WORK INSTRUCTION: Scan the data. Collect each line that contains the word "center".

** DATA PROVIDED follows **

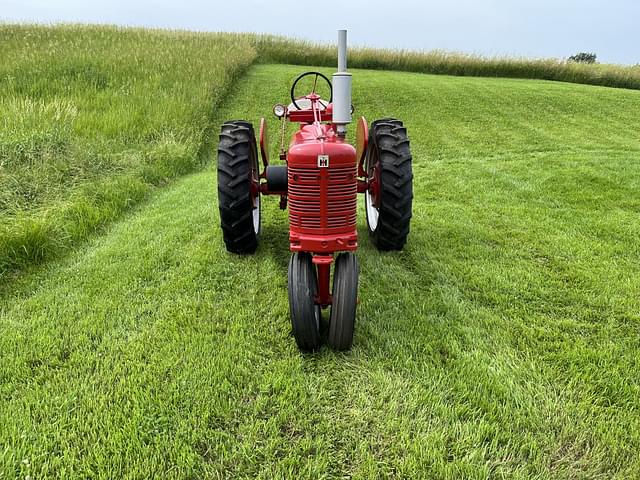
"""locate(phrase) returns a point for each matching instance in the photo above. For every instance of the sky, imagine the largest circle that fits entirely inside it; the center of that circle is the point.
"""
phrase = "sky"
(531, 28)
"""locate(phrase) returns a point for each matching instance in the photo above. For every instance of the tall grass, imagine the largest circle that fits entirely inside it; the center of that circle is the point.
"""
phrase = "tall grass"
(275, 49)
(92, 118)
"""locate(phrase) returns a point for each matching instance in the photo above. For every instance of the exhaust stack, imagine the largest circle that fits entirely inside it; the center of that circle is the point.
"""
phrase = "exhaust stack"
(342, 88)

** End of DATA PROVIDED **

ANSWER FOR THIS EXERCISE:
"""locate(phrase) returns a point for each matching instance in the photo above. For every instance of the sky, imagine the largest circle that fits entirely inside it; the center of that circle is the point.
"""locate(phrase) returns a point for each matching instance in the photo above. For every instance of the tall grass, imagine the largest circle that fits entirely inside it; the center of that circle is the point.
"""locate(phrase) returns a point for each matching instance in the photo above. For every instance of the exhaust stack, imagine the largest circle that fits entirely inside it; the center of that circle is the point.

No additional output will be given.